[WHAT THE EXERCISE ASKS]: From the records below, find each line with the string "turbine" and copy it.

################

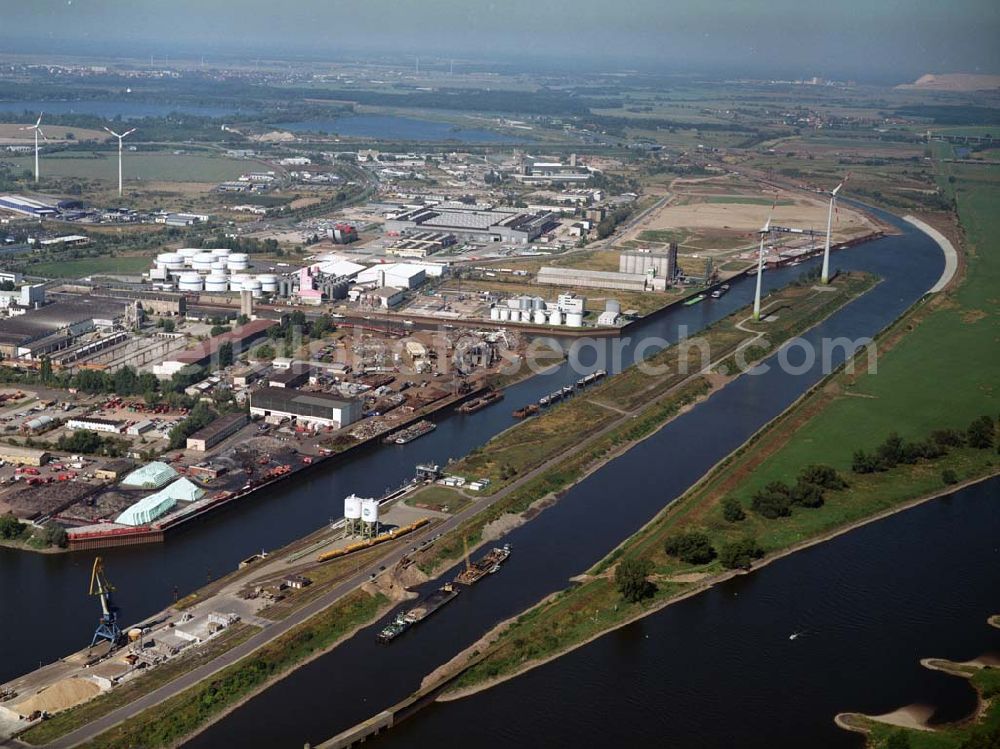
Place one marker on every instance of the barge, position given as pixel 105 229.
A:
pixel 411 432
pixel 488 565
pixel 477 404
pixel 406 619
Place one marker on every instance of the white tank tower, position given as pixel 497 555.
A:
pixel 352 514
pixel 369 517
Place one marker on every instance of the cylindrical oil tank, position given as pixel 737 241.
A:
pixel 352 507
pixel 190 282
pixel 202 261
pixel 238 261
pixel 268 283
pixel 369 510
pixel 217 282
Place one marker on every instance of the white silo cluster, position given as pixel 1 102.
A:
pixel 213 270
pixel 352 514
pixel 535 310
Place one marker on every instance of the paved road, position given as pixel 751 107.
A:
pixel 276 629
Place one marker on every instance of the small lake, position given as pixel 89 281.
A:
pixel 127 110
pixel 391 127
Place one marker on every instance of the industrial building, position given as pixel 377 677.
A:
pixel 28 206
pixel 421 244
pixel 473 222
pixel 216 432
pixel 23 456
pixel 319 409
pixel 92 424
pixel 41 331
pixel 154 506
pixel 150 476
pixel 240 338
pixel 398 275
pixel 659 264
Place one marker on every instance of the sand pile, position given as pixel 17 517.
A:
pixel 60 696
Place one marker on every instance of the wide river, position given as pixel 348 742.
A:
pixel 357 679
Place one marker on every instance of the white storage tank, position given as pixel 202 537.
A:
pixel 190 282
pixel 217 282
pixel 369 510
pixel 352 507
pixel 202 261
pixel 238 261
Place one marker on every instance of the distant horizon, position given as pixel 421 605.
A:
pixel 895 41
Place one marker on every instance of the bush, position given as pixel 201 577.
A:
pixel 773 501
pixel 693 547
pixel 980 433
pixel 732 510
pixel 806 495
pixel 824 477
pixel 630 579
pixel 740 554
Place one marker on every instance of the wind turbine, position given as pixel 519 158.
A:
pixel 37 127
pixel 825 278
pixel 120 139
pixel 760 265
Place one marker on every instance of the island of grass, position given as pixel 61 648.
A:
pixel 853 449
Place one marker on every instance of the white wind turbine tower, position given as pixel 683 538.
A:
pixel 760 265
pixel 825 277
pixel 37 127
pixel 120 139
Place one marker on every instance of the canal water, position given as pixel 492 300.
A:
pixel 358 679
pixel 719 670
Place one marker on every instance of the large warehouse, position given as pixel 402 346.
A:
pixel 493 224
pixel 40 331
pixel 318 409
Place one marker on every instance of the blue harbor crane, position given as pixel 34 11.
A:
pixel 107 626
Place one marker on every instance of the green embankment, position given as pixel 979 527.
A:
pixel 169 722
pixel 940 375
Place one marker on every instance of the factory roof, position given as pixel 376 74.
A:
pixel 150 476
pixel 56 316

################

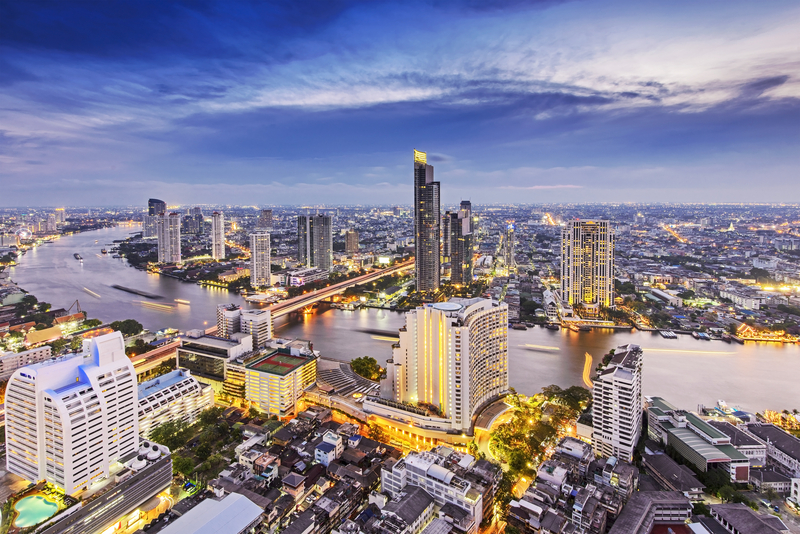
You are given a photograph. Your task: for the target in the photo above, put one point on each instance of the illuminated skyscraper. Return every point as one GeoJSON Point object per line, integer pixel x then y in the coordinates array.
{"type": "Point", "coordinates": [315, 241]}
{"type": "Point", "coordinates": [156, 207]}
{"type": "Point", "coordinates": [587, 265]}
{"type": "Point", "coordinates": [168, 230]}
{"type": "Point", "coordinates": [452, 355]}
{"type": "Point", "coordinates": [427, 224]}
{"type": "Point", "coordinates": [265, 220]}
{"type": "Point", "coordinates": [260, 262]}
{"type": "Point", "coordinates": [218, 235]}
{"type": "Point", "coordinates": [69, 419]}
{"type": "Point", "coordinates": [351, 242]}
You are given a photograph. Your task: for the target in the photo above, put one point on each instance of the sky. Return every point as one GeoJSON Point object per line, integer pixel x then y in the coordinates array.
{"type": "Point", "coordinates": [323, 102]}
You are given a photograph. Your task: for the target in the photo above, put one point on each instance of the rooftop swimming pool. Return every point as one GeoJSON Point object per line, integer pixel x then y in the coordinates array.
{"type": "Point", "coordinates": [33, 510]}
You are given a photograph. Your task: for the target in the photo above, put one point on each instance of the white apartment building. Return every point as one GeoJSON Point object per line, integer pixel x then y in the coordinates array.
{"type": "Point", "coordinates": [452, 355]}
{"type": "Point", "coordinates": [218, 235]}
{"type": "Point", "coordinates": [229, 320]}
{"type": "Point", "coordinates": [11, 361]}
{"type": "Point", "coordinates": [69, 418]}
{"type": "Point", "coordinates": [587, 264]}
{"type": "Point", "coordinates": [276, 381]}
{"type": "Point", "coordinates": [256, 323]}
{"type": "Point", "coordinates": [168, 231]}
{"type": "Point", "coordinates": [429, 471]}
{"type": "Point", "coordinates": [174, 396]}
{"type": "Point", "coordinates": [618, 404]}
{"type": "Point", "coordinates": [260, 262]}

################

[EXERCISE RESPONSE]:
Place one marker on every instance of the wind turbine, position given as pixel 519 158.
Place one marker on every instance of the white wind turbine tower, position given as pixel 683 538.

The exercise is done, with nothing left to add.